Spatial annotation records:

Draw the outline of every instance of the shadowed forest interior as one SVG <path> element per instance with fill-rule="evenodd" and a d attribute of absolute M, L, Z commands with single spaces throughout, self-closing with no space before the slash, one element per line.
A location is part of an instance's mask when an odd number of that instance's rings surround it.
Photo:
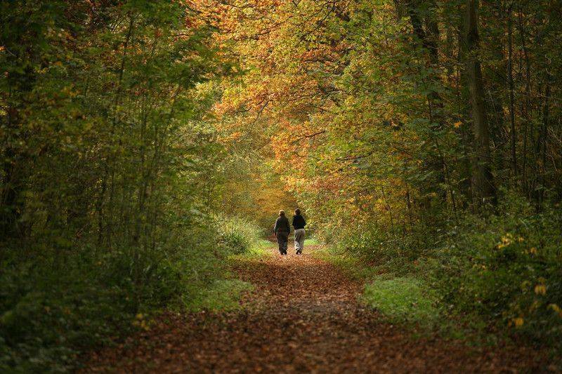
<path fill-rule="evenodd" d="M 1 1 L 0 371 L 246 308 L 296 208 L 273 279 L 562 370 L 561 46 L 559 0 Z"/>

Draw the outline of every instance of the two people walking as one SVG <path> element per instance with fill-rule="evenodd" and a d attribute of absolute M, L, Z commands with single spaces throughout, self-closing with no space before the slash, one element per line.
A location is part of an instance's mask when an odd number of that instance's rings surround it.
<path fill-rule="evenodd" d="M 306 225 L 306 221 L 301 215 L 301 210 L 296 209 L 293 216 L 293 227 L 294 227 L 294 248 L 297 255 L 303 253 L 305 225 Z M 289 234 L 291 233 L 291 226 L 289 225 L 289 219 L 285 217 L 285 211 L 279 211 L 279 217 L 275 220 L 273 232 L 275 234 L 277 242 L 279 244 L 279 252 L 282 255 L 287 255 L 287 246 L 289 241 Z"/>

_GOAL:_
Update the data from the line containing "Draw the outline of every instance of the two" through the end, replacing "walking" with "strolling" and leaving everything else unchanged.

_THE COMPLETED TASK:_
Draw the outline of every instance of the two people strolling as one SVG <path> element per instance with fill-rule="evenodd" and a d attribute of absolute M, L, Z commands with single spaces throughout, self-closing with no space before the slash, one element per line.
A location is part of an instance's mask when an odd number of that instance's rings surround it.
<path fill-rule="evenodd" d="M 306 225 L 306 221 L 301 215 L 301 210 L 296 209 L 293 216 L 293 227 L 294 227 L 294 248 L 297 255 L 303 253 L 305 225 Z M 289 234 L 291 233 L 291 226 L 289 225 L 289 219 L 285 217 L 285 211 L 279 211 L 279 217 L 275 220 L 273 232 L 275 234 L 277 242 L 279 244 L 279 252 L 282 255 L 287 255 L 287 246 L 289 241 Z"/>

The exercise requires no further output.